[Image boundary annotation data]

************

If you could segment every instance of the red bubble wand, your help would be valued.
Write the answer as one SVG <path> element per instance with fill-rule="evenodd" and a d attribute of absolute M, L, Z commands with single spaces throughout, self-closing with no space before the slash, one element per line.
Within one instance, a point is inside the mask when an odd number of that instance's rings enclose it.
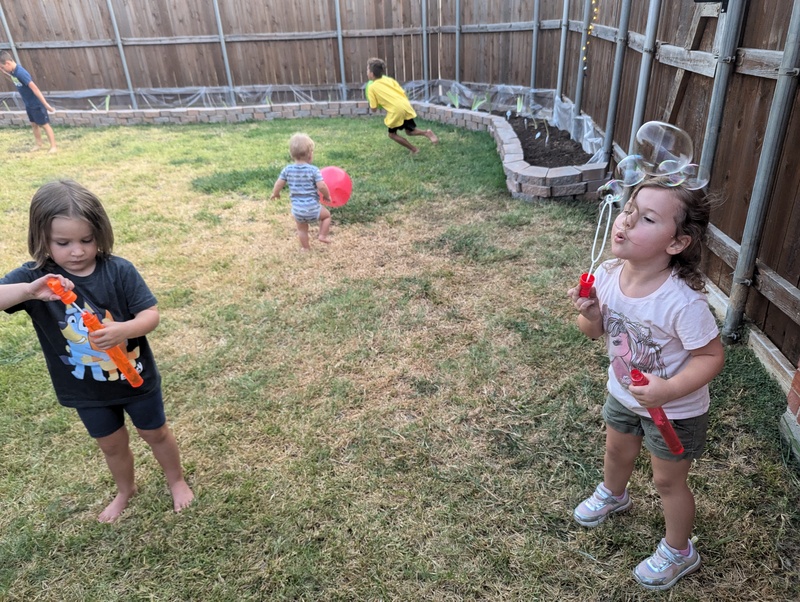
<path fill-rule="evenodd" d="M 617 180 L 611 180 L 608 184 L 601 187 L 598 192 L 601 195 L 600 201 L 600 216 L 597 218 L 597 228 L 594 231 L 594 241 L 592 242 L 592 265 L 589 266 L 589 271 L 581 274 L 579 295 L 581 297 L 588 297 L 592 292 L 594 286 L 594 269 L 597 262 L 603 256 L 603 250 L 606 248 L 608 241 L 608 231 L 611 229 L 611 222 L 613 217 L 614 203 L 622 198 L 623 191 L 617 190 L 621 188 Z M 603 216 L 606 218 L 606 229 L 603 233 L 603 240 L 600 243 L 600 248 L 597 248 L 597 243 L 600 241 L 600 229 L 603 226 Z"/>
<path fill-rule="evenodd" d="M 66 290 L 61 285 L 61 282 L 59 282 L 58 278 L 48 278 L 47 286 L 49 286 L 50 290 L 56 295 L 61 297 L 61 301 L 64 302 L 64 305 L 75 303 L 75 301 L 78 299 L 78 295 L 76 295 L 73 291 Z M 102 322 L 100 322 L 97 316 L 95 316 L 93 313 L 84 311 L 81 313 L 81 318 L 83 318 L 83 324 L 86 326 L 89 332 L 95 332 L 103 329 Z M 117 370 L 125 375 L 125 378 L 132 387 L 142 386 L 144 379 L 142 379 L 142 375 L 136 371 L 136 368 L 131 364 L 130 360 L 128 360 L 128 353 L 125 349 L 123 349 L 122 345 L 116 345 L 110 349 L 101 349 L 101 351 L 108 355 L 111 361 L 114 362 Z"/>
<path fill-rule="evenodd" d="M 635 368 L 631 370 L 632 385 L 641 387 L 649 382 L 650 381 L 647 380 L 647 377 L 639 370 L 636 370 Z M 650 413 L 650 418 L 653 419 L 656 427 L 658 427 L 658 432 L 661 433 L 662 437 L 664 437 L 664 441 L 666 441 L 669 451 L 676 456 L 681 455 L 683 453 L 683 445 L 681 444 L 681 440 L 678 439 L 678 435 L 675 432 L 675 429 L 672 427 L 672 423 L 667 418 L 664 408 L 647 408 L 647 411 Z"/>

************

▶ _Given instruction_: State how many lines of the rows above contain the string "instance", treating uppercase and lowercase as distinct. Give only the number.

▶ _Answer for the task_: 3